_Rows from a segmentation dataset:_
==============================

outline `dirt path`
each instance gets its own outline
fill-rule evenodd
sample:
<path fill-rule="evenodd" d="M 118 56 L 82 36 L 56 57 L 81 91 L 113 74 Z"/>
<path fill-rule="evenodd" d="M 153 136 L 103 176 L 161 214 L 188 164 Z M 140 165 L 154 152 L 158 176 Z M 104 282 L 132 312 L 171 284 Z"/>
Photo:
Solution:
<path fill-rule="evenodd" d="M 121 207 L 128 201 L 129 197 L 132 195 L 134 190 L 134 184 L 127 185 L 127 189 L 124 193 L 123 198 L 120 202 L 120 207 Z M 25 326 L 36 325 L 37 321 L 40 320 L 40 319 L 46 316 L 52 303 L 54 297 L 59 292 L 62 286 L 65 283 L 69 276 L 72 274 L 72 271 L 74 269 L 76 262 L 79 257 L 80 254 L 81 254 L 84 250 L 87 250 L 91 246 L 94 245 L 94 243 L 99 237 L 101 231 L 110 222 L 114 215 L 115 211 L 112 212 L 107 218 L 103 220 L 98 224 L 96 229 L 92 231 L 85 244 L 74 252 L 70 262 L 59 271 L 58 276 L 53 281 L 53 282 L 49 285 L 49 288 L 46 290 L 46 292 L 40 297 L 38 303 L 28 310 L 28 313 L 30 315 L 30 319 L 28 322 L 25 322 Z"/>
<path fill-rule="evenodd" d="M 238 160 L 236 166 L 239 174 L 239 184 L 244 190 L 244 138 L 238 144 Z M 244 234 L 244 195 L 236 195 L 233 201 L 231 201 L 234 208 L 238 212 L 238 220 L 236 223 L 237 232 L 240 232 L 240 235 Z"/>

==============================

_YOUR OBJECTIVE:_ Please print the rows above again, word for word and unchanged.

_WRITTEN ANSWER:_
outline `dirt path`
each instance gets its own outline
fill-rule evenodd
sample:
<path fill-rule="evenodd" d="M 118 56 L 82 36 L 56 57 L 81 91 L 113 74 Z"/>
<path fill-rule="evenodd" d="M 153 136 L 103 176 L 161 214 L 188 164 Z M 140 165 L 154 152 L 158 176 Z M 104 282 L 132 312 L 171 284 Z"/>
Photo:
Solution:
<path fill-rule="evenodd" d="M 121 207 L 128 201 L 129 197 L 132 195 L 134 190 L 134 184 L 127 185 L 127 189 L 124 193 L 123 198 L 120 202 L 120 207 Z M 25 326 L 36 325 L 37 321 L 40 320 L 40 319 L 46 316 L 52 303 L 54 297 L 59 292 L 62 286 L 65 283 L 69 276 L 72 274 L 72 271 L 74 269 L 76 262 L 79 257 L 80 254 L 81 254 L 84 250 L 87 250 L 91 246 L 94 245 L 94 243 L 99 237 L 101 231 L 110 222 L 114 215 L 115 211 L 112 212 L 107 218 L 103 220 L 98 224 L 96 229 L 92 231 L 85 244 L 74 252 L 70 262 L 59 271 L 58 276 L 53 281 L 53 282 L 49 285 L 49 288 L 46 290 L 46 292 L 40 297 L 38 303 L 28 310 L 28 313 L 30 315 L 30 319 L 28 322 L 25 322 Z"/>
<path fill-rule="evenodd" d="M 238 160 L 236 166 L 239 174 L 239 184 L 244 190 L 244 138 L 238 144 Z M 244 234 L 244 195 L 236 195 L 233 201 L 231 201 L 234 208 L 238 212 L 238 220 L 236 223 L 237 232 L 240 232 L 240 235 Z"/>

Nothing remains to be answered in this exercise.